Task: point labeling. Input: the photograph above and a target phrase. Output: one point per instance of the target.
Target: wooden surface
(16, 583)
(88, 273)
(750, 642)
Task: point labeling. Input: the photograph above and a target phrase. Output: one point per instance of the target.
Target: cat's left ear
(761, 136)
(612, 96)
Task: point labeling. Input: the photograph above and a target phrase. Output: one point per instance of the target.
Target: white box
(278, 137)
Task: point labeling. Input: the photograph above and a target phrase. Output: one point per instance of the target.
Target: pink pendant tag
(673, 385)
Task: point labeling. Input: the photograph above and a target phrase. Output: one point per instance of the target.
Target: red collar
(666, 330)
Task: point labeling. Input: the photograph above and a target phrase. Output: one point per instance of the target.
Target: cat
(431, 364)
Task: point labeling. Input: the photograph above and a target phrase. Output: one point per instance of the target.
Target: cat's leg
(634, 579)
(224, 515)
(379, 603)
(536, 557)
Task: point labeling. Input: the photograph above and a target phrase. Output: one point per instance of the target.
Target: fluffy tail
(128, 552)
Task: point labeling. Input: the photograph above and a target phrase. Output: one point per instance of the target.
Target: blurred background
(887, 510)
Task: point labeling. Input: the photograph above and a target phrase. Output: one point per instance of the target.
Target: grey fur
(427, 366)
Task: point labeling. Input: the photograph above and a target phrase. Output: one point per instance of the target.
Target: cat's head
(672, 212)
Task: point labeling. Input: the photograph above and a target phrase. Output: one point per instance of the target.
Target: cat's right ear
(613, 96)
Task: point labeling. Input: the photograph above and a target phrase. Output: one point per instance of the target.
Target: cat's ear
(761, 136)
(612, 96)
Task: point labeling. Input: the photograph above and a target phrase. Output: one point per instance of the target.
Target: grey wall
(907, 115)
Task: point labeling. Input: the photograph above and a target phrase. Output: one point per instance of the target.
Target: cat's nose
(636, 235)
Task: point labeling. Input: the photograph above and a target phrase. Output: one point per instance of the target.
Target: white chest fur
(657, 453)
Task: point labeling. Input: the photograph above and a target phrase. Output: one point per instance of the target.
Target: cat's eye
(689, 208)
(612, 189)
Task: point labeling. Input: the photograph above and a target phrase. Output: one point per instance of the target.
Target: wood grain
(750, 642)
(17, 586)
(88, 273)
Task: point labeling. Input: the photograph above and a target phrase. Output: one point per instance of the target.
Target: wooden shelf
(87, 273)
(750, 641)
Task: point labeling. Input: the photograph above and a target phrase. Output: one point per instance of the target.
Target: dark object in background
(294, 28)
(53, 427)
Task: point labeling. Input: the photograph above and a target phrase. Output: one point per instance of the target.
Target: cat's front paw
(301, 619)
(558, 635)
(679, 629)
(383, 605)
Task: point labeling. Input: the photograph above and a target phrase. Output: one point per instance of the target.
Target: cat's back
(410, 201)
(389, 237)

☆ ☆ ☆ ☆ ☆

Problem description.
Extract the full listing and reproduce each line exactly.

Finished exercise.
Task: point labeling. Input: the photograph above and a target phrase. Output: one point per instance of the target.
Target: wooden surface
(16, 583)
(88, 273)
(750, 642)
Task: point labeling. Input: the photograph above and a target phrase. Output: one point per instance of the target.
Target: cat's left ear
(761, 136)
(612, 96)
Task: point labeling. Input: the photograph above and a target phrase. Output: one point per instance of the target.
Target: white box
(278, 137)
Task: point labeling. Input: the photograph above and a target phrase. Output: one point per instance of the target.
Target: pink pendant tag
(673, 385)
Task: point labeling. Input: the photograph above and a target phrase. Output: one point per instance of the target.
Target: red collar
(666, 330)
Task: point labeling. Input: the photograph above and a target phrase. Output: one point per instance of the target.
Target: cat
(431, 364)
Task: point labeling. Input: the photograph above and a target phrase. Output: one point per instance of the target.
Target: cat's leg
(634, 579)
(224, 515)
(379, 603)
(536, 557)
Task: point labeling. Input: the photograph above and a target phrase. Output: one point per instance of the target.
Target: fluffy tail
(128, 552)
Task: point labeling. Input: the photograph above and a target phrase. Output: one point per instance of the target.
Target: blurred background
(887, 510)
Task: point labeling. Input: the photograph above and a target phrase. Output: one point per instance of the target.
Target: grey fur
(427, 366)
Task: point labeling. Input: the photograph above and a target phrase. Output: one point per instance of the target.
Target: cat's head
(672, 212)
Task: point labeling. Input: the photograph above and a target phrase. Output: one point per instance of the target.
Target: cat's right ear
(613, 96)
Task: point labeling. Input: the photograph above and a target phrase. Output: one point per instance of the target.
Target: cat's ear
(761, 136)
(612, 96)
Task: point labeling. Input: the photograph above and a target phrase. Output: one point per instance of the target.
Target: grey wall
(907, 115)
Task: point labeling. Input: the photograph above and a target phrase. Output: one point per instance of the target.
Target: cat's nose
(636, 235)
Task: point labeling. Input: the photograph above and a target phrase. Output: one point per instance of the target.
Target: white chest fur
(657, 453)
Task: point labeling. Input: the photograph above and a target phrase. Output: one point per instance of the target.
Target: cat's eye
(689, 208)
(612, 189)
Task: point labeling. Input: the photograph above and a target phrase. Output: one point per instance of the target.
Target: wood grain
(750, 642)
(17, 586)
(88, 273)
Task: point labeling. Input: the photograph above and a target phrase. Output: one point per instance of the target.
Target: wooden shelf
(87, 273)
(750, 641)
Task: point labeling. Input: the photograph above and a target phrase. Output: one point per instance of the target.
Target: dark object in background
(294, 28)
(53, 427)
Task: point labeling. Input: the photograph above and a target phrase. Output: one point per instance of the target.
Target: cat's front paw
(301, 619)
(558, 635)
(679, 629)
(383, 605)
Task: point labeling. Input: the photograph above and a target phrase. Output: one point per instance of the target.
Target: cat's back
(410, 201)
(389, 237)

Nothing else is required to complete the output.